Written instruction - Convert the lines in the items below, from the one containing "Labeling tool export check — re-detect every bird's claw" through the one containing "[133,139,152,153]", inclusive, into a JSON list of strings. Use one string per line and omit blank lines.

Data in this exercise -
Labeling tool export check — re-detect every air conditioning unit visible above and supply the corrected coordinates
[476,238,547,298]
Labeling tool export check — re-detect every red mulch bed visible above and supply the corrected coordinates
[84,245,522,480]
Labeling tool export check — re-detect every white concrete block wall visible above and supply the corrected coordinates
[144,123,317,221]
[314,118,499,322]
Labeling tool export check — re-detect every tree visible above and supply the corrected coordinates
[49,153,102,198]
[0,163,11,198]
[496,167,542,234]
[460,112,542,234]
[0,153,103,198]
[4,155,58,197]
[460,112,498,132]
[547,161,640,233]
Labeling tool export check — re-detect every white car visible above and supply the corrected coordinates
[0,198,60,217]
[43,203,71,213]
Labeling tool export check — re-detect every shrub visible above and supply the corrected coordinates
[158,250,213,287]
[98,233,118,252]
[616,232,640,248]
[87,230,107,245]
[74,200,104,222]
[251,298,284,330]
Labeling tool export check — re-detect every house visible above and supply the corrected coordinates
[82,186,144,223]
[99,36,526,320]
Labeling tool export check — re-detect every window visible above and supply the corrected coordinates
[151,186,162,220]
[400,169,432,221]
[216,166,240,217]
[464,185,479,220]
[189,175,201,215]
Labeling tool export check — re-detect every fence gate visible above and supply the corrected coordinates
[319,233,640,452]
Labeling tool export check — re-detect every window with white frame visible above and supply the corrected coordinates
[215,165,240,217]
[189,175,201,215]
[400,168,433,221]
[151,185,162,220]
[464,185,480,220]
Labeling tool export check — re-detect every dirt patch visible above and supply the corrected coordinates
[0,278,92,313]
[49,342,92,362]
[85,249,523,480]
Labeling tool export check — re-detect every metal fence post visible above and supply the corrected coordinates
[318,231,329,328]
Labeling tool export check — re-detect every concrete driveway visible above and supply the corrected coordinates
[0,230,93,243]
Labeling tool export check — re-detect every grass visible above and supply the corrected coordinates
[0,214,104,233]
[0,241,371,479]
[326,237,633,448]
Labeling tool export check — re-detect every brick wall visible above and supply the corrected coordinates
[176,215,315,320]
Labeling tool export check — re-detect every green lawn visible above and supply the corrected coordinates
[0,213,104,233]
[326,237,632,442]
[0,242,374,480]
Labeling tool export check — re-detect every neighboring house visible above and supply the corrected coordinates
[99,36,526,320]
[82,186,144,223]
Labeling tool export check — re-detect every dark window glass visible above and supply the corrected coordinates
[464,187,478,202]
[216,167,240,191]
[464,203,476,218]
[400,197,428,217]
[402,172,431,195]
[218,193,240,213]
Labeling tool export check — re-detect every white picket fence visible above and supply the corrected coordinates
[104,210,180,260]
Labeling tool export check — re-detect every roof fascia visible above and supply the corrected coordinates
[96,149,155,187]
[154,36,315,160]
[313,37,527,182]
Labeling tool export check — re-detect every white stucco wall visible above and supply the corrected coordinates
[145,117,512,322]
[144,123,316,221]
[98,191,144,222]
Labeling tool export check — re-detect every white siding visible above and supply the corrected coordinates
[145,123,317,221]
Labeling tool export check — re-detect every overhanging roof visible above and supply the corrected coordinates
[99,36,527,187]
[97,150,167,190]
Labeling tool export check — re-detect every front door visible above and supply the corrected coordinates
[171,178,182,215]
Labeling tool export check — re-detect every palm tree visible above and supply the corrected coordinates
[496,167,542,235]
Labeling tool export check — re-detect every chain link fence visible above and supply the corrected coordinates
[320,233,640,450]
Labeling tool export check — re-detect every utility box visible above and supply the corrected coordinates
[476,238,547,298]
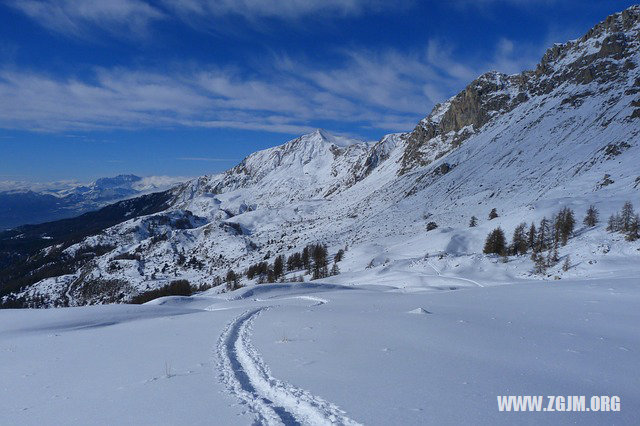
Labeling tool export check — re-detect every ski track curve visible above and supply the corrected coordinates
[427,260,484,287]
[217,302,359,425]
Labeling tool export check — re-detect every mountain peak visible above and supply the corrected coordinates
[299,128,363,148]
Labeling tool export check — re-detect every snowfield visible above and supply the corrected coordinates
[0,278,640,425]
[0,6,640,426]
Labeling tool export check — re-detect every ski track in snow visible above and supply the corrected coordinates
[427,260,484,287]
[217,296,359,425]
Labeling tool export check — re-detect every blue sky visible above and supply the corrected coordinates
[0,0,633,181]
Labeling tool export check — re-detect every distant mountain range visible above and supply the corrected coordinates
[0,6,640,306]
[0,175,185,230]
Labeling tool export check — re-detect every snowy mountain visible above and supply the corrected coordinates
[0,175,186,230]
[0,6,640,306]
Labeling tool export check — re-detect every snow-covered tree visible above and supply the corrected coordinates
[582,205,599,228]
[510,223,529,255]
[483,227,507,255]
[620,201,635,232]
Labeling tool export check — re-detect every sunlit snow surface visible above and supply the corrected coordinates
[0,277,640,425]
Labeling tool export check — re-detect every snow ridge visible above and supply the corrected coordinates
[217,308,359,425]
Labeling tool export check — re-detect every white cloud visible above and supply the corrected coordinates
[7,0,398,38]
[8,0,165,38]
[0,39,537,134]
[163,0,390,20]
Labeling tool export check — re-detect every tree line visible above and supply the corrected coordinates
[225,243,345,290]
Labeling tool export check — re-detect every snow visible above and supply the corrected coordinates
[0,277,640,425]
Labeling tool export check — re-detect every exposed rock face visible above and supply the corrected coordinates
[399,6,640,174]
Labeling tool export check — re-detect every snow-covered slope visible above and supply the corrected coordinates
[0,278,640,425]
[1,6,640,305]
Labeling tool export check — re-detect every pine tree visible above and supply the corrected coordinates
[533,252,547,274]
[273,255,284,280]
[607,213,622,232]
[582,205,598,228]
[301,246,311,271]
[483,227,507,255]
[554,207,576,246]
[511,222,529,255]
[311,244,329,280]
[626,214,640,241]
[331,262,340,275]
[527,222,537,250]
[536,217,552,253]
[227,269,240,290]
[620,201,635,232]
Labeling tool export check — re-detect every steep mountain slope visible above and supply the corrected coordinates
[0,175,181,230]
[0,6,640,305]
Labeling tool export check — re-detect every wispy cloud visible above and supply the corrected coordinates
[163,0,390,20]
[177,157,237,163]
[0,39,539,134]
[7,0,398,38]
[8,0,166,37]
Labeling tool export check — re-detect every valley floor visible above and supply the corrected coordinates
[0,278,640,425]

==

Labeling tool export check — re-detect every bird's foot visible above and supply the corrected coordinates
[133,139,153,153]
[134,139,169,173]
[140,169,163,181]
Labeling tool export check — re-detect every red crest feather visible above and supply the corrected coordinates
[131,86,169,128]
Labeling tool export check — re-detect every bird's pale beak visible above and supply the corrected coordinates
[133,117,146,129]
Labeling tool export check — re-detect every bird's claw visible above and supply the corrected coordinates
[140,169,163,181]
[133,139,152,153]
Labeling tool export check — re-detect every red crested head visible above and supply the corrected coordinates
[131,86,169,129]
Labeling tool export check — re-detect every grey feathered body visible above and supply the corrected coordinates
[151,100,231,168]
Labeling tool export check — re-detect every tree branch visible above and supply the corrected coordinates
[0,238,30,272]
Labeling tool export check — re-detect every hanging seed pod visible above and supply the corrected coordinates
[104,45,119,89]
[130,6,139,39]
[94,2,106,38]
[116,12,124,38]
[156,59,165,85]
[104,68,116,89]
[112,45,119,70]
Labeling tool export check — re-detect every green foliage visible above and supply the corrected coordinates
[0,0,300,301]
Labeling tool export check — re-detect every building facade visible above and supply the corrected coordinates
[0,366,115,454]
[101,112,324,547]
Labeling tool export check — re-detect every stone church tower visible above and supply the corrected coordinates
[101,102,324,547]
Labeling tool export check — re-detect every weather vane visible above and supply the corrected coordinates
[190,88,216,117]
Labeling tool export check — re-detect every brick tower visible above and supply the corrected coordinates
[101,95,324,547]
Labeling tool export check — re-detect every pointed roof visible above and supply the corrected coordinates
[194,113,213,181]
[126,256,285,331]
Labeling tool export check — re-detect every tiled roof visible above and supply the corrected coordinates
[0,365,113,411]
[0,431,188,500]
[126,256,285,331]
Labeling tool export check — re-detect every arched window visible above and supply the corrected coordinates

Problem solution -
[
  "Labeling tool export check — re-detect every bird's claw visible above and supply the corrected coordinates",
  "[140,169,163,181]",
  "[133,139,152,153]"
]